SOURCE TEXT -
We define segment earnings as income (loss) from continuing operations before interest expense, interest income, other operating (expense) income, other income (expense) and income taxes and include the earnings of non-consolidated affiliates in segment results consistent with management’s monitoring of the operating segments.

CHLOR ALKALI PRODUCTS

Chlor Alkali Products sales for the fourth quarter of 2014 were $309.6 million compared to $322.2 million in the fourth quarter of 2013. Fourth quarter 2014 chlorine and caustic soda volumes decreased 3% compared to the fourth quarter 2013 levels, and ECU netbacks declined approximately 7% in the fourth quarter of 2014 compared to the fourth quarter of 2013. Hydrochloric acid volumes increased 4% and potassium hydroxide volumes increased 14% during the fourth quarter of 2014 compared to the fourth quarter of 2013. Fourth quarter 2014 bleach volumes were similar to the fourth quarter of 2013. Fourth quarter 2014 Chlor Alkali segment earnings of $28.8 million decreased compared to the $30.7 million earned in the fourth quarter of 2013. The decrease in segment earnings reflects the impact of lower chlorine and caustic soda volumes and lower ECU netbacks, partially offset by the higher volumes of hydrochloric acid and potassium hydroxide, higher hydrochloric acid prices and lower costs.

CHEMICAL DISTRIBUTION

Chemical Distribution sales in the fourth quarter of 2014 were $72.4 million compared to $80.7 million in the fourth quarter of 2013. The year-over-year decline in Chemical Distribution sales reflects lower caustic soda selling prices partially offset by higher hydrochloric acid and potassium hydroxide volumes. Chemical Distribution fourth quarter of 2014 and 2013 segment earnings were both breakeven. The effect of higher shipments of hydrochloric acid and potassium hydroxide was offset by lower caustic soda margins. Chemical Distribution fourth quarter 2014 and 2013 results both included depreciation and amortization expense of $3.9 million.

ACTIONS TO TAKE -
**a)** Repeat word for word the passage of the earnings excerpt starting with "We define segment" and going on through "the operating segments.".
**b)** According to the earnings excerpt, what were Chemical Distribution sales in the fourth quarter of 2014?
**c)** Pick up the earnings excerpt on the Chlor Alkali Products and Chemical Distribution segments after its final sentence and continue writing it.
The lines after the earnings excerpt are not needed for any of this work.

PROVIDED RECORDS -
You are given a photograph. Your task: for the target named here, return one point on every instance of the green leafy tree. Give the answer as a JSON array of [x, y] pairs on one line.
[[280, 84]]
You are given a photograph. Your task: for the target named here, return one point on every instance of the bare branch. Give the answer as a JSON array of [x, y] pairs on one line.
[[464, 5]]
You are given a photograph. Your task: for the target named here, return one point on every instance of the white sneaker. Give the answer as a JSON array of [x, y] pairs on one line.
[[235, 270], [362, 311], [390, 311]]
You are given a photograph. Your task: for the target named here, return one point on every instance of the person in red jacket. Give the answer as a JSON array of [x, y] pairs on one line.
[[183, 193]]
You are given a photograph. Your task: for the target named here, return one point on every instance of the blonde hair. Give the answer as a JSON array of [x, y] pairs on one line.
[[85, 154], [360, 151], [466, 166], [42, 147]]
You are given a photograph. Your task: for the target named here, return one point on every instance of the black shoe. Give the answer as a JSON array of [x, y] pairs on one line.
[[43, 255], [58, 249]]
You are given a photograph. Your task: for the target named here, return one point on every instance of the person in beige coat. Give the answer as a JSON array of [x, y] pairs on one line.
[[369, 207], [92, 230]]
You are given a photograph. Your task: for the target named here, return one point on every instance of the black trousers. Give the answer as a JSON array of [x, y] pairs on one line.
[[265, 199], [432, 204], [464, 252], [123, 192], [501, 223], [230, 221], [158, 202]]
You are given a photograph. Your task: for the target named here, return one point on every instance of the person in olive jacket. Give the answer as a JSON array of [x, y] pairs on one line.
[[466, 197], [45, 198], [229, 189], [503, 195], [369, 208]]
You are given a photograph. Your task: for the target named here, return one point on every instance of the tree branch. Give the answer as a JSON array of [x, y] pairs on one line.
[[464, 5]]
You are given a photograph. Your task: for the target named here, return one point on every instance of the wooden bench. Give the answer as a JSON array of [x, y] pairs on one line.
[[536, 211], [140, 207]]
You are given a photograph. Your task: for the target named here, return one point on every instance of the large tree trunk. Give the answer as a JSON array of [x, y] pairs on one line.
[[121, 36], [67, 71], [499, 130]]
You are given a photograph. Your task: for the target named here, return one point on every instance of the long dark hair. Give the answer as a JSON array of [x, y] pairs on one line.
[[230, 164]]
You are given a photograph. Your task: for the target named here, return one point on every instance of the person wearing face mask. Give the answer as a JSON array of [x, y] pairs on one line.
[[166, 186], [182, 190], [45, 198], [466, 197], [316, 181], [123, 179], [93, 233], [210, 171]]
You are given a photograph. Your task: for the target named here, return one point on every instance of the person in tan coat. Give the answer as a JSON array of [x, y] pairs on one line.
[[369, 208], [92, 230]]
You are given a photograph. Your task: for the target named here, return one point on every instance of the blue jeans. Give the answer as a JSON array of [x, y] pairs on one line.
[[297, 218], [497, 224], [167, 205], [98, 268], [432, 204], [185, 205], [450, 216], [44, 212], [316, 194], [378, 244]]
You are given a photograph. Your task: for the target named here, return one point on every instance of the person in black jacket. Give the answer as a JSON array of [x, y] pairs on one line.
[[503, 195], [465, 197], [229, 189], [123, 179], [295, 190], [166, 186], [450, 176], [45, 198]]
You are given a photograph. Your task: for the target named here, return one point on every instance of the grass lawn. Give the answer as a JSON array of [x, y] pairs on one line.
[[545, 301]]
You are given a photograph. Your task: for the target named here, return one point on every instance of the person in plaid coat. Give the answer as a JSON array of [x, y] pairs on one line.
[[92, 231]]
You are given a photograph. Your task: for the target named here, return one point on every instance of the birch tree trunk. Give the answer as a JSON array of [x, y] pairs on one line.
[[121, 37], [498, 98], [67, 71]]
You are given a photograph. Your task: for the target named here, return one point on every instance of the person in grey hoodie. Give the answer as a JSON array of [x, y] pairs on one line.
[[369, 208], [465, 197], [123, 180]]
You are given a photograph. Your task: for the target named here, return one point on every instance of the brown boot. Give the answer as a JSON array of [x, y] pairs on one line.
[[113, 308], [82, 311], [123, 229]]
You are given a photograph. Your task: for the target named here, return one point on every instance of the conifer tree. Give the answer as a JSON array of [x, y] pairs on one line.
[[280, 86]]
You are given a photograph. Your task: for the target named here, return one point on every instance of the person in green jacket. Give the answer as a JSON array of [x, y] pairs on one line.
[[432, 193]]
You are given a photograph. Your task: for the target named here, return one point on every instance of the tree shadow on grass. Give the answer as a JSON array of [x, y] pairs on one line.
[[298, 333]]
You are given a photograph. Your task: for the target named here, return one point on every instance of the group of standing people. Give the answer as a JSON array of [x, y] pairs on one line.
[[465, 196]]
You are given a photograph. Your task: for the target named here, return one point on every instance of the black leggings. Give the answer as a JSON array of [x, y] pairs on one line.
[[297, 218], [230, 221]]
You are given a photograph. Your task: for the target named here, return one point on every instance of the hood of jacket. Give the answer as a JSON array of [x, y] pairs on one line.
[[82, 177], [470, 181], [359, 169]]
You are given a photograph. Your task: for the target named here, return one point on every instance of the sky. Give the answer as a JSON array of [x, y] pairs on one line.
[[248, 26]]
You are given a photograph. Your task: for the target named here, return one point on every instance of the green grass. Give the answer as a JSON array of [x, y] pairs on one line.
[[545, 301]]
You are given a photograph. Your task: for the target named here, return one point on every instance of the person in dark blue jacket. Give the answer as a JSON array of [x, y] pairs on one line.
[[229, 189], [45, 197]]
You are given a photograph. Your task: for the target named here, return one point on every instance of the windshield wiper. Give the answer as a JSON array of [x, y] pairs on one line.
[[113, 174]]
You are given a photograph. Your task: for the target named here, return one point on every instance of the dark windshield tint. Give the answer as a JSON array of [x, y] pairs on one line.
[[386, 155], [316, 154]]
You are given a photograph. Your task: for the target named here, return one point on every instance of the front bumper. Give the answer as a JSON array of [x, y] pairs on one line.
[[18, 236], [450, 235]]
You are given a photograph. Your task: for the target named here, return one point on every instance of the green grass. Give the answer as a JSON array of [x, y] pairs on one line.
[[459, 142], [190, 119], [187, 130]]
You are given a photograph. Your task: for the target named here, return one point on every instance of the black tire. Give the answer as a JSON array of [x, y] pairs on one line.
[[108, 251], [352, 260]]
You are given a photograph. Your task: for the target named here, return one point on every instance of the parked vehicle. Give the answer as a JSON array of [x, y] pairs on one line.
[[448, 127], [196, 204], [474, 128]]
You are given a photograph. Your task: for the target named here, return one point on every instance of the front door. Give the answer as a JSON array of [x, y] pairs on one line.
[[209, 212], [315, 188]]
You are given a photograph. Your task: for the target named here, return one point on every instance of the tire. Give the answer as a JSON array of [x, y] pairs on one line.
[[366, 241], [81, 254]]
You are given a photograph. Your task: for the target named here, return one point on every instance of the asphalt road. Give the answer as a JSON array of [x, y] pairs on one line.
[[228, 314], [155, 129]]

TASK-BY-TASK RESULTS -
**a)**
We define segment earnings as income (loss) from continuing operations before interest expense, interest income, other operating (expense) income, other income (expense) and income taxes and include the earnings of non-consolidated affiliates in segment results consistent with management’s monitoring of the operating segments.

**b)** $72.4 million

**c)**
WINCHESTER

Winchester fourth quarter 2014 sales were $147.2 million compared to $178.4 million in the fourth quarter of 2013. The fourth quarter 2014 commercial sales declined compared to fourth quarter 2013, mainly due to a lower level of demand for pistol, shotshell and rifle ammunition. Winchester’s fourth quarter 2014 segment earnings were $17.4 million compared to $34.1 million in the fourth quarter of 2013. The decrease in segment earnings reflects the impact of lower shipments, higher material and other costs, and higher manufacturing costs, primarily due to two planned maintenance outages. These were partially offset by improved pricing.

CORPORATE AND OTHER COSTS

Pension income included in the fourth quarter 2014 Corporate and Other segment was $8.2 million compared to $6.6 million in the fourth quarter of 2013.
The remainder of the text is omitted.